Without leaving out a single line, copy the records exactly.

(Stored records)
*** Block opens ***

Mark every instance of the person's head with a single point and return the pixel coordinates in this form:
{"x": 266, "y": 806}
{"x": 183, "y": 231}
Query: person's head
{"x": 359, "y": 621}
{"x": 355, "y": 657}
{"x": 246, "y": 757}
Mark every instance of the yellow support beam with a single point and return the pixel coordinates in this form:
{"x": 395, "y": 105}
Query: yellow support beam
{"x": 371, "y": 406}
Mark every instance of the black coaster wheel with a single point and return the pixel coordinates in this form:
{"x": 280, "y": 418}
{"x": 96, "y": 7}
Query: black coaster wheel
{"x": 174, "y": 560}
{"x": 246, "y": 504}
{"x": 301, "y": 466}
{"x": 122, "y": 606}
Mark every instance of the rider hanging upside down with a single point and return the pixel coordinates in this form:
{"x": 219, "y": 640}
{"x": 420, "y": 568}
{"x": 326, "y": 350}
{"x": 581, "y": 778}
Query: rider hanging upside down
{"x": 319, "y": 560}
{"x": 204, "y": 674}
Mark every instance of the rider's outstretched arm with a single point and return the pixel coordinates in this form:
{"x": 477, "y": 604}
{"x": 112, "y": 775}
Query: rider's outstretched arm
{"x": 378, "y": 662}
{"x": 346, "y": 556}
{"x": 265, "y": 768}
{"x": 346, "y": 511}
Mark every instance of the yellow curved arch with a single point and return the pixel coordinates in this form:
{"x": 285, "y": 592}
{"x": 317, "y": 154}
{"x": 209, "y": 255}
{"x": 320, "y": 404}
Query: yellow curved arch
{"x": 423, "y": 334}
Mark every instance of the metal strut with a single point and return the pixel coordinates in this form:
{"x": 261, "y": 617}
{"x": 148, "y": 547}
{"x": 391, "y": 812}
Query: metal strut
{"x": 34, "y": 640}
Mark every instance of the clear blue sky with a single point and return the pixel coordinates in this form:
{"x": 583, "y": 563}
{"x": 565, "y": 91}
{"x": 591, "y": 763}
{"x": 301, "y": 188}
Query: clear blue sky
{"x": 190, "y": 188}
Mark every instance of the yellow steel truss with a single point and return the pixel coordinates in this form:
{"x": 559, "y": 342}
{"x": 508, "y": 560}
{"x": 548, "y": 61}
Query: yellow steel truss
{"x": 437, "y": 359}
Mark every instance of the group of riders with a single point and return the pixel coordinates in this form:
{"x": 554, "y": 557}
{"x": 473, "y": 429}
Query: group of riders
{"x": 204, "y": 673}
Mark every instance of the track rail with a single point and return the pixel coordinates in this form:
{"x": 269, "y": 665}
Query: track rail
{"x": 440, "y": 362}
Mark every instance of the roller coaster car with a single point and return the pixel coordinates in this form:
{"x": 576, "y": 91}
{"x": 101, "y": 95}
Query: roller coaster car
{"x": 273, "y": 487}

*** Block closes ***

#### [Solved exercise]
Mark every instance of the person's head with a single point and return the pixel coordinates in this form:
{"x": 266, "y": 806}
{"x": 183, "y": 231}
Query: person's head
{"x": 359, "y": 621}
{"x": 355, "y": 657}
{"x": 246, "y": 757}
Mark every instance of the yellow support beam with a single point and return the pixel coordinates in this form:
{"x": 395, "y": 105}
Query: yellow support beam
{"x": 371, "y": 406}
Mark every instance of the black coaster wheel with a single point and return the pixel coordinates in this form:
{"x": 280, "y": 418}
{"x": 96, "y": 7}
Query: black coaster wheel
{"x": 174, "y": 560}
{"x": 246, "y": 504}
{"x": 301, "y": 466}
{"x": 122, "y": 606}
Mark every instance of the rider hanging upside down with a single point and return the pixel coordinates in this form:
{"x": 219, "y": 640}
{"x": 420, "y": 568}
{"x": 326, "y": 350}
{"x": 581, "y": 778}
Query: rider hanging upside down
{"x": 319, "y": 560}
{"x": 204, "y": 674}
Mark every instance of the rider's outstretched arm with a single point and return the pixel coordinates in this form:
{"x": 477, "y": 604}
{"x": 112, "y": 775}
Query: rider's outstretched arm
{"x": 378, "y": 662}
{"x": 346, "y": 556}
{"x": 265, "y": 768}
{"x": 346, "y": 511}
Mark every instance of the yellow curved arch with a single point and return the pixel coordinates in this form:
{"x": 285, "y": 592}
{"x": 317, "y": 154}
{"x": 209, "y": 255}
{"x": 320, "y": 404}
Query: yellow curved arch
{"x": 423, "y": 334}
Mark every instance of the metal strut with a single point and return the pixel coordinates in this form:
{"x": 261, "y": 617}
{"x": 148, "y": 547}
{"x": 391, "y": 812}
Query: metal strut
{"x": 34, "y": 640}
Mark every instance of the clear blue sky with a single point and return the pixel coordinates in this form:
{"x": 583, "y": 563}
{"x": 565, "y": 91}
{"x": 591, "y": 763}
{"x": 301, "y": 188}
Query: clear blue sky
{"x": 190, "y": 188}
Mark every instance of the yellow steel truss with a single point and return the pixel coordinates in this form:
{"x": 559, "y": 342}
{"x": 508, "y": 560}
{"x": 548, "y": 61}
Query: yellow steel truss
{"x": 437, "y": 359}
Mark every instance of the group of riders with a single point and return the pixel coordinates in this form:
{"x": 554, "y": 557}
{"x": 473, "y": 429}
Query: group of riders
{"x": 204, "y": 673}
Mark every instance of the track rail with a single point and return the pixel coordinates in this form:
{"x": 269, "y": 665}
Query: track rail
{"x": 440, "y": 362}
Mark every instance of the roller coaster car with a single point and return the pixel coordinates in this form:
{"x": 576, "y": 91}
{"x": 101, "y": 95}
Query: roller coaster car
{"x": 273, "y": 487}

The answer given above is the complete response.